• _EXTRAIT DE PAGE_:
▽

Comment avez-vous personnellement apprécié le service ?
En fait, j’ai un avis très favorable. Car au niveau du confort, c’est très bien, l’avion est bien conçu. Au niveau du service, il y a encore des choses à faire, puisque notre slogan c’est «esprit Teranga», et cet esprit doit être développé davantage à l’intérieur de l’avion, en termes de décoration, en termes de service des produits proposés. C’est sur ça que nous allons d’avantage travailler pour refléter l’image de la « Casamance ».
Mais aussi sur les plats proposés, il nous faut des plats typiquement sénégalais et d’autres choses qu’il faut développer. On doit aussi travailler sur la personnalisation des supports de service. Je pense qu’il n’y a que ça qui reste ; à part cela, nous avons noté un bon niveau de service. Je pense que nous sommes sur la bonne voie, avec des hôtesses qui sont à la hauteur, le personnel qui est très serviable. Donc si je devais noter, je donnerais 9/10.

△

Lignes d'un jeu de données d'étiquetage de boîtes
▽

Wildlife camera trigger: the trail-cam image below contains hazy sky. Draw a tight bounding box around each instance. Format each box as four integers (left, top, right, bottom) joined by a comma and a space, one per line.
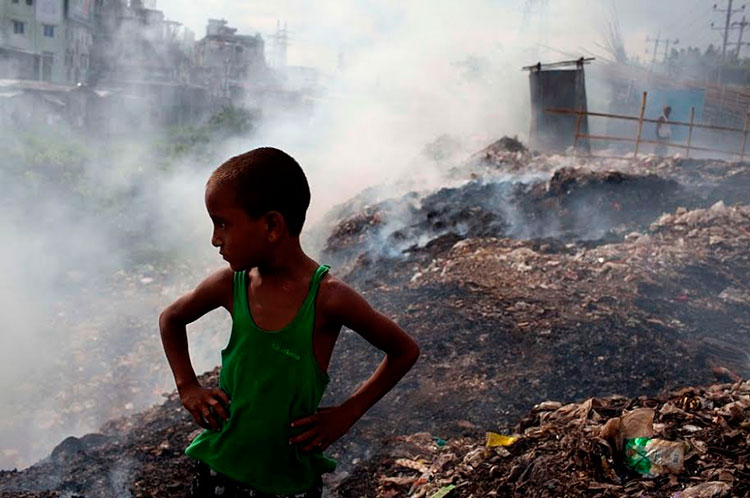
157, 0, 728, 70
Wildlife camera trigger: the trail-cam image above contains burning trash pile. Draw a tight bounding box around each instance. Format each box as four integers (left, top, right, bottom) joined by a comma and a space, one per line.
0, 139, 750, 498
339, 381, 750, 498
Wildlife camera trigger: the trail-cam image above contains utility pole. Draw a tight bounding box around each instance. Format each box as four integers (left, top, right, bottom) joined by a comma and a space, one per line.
732, 16, 750, 60
664, 38, 680, 62
711, 0, 745, 62
646, 31, 664, 66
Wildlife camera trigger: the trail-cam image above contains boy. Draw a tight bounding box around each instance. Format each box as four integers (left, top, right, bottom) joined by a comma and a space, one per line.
159, 148, 419, 497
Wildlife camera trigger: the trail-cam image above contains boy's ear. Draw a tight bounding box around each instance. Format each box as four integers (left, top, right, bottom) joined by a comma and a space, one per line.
265, 211, 286, 242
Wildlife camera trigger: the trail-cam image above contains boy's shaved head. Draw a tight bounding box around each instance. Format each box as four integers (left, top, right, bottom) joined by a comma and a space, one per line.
207, 147, 310, 237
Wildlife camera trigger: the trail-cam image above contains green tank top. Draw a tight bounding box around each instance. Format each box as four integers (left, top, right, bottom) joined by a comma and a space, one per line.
185, 266, 336, 494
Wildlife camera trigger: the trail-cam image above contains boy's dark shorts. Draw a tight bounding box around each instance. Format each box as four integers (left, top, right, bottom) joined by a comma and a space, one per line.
188, 462, 323, 498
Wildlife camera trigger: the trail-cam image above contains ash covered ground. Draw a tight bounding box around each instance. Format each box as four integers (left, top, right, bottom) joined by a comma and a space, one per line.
0, 139, 750, 497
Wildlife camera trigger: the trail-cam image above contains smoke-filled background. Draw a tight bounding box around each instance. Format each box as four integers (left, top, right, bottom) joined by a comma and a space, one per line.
0, 0, 740, 468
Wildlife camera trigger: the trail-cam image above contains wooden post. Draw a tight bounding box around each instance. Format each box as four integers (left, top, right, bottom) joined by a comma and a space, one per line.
633, 92, 648, 159
573, 107, 583, 154
687, 107, 695, 159
740, 112, 750, 162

△

• _CONSIGNES_:
A - D'après l'extrait de page, quelle note la personne interrogée attribuerait-elle au service ?
B - Reproduisez le passage de l'extrait de page qui va de « En fait, j’ai » jusqu'à « je donnerais 9/10. », en substituant « agents de bord » à « hôtesses ».

• _RÉSULTATS PAR TÂCHE_:
A - La note de 9/10.

B -
En fait, j’ai un avis très favorable. Car au niveau du confort, c’est très bien, l’avion est bien conçu. Au niveau du service, il y a encore des choses à faire, puisque notre slogan c’est «esprit Teranga», et cet esprit doit être développé davantage à l’intérieur de l’avion, en termes de décoration, en termes de service des produits proposés. C’est sur ça que nous allons d’avantage travailler pour refléter l’image de la « Casamance ».
Mais aussi sur les plats proposés, il nous faut des plats typiquement sénégalais et d’autres choses qu’il faut développer. On doit aussi travailler sur la personnalisation des supports de service. Je pense qu’il n’y a que ça qui reste ; à part cela, nous avons noté un bon niveau de service. Je pense que nous sommes sur la bonne voie, avec des agents de bord qui sont à la hauteur, le personnel qui est très serviable. Donc si je devais noter, je donnerais 9/10.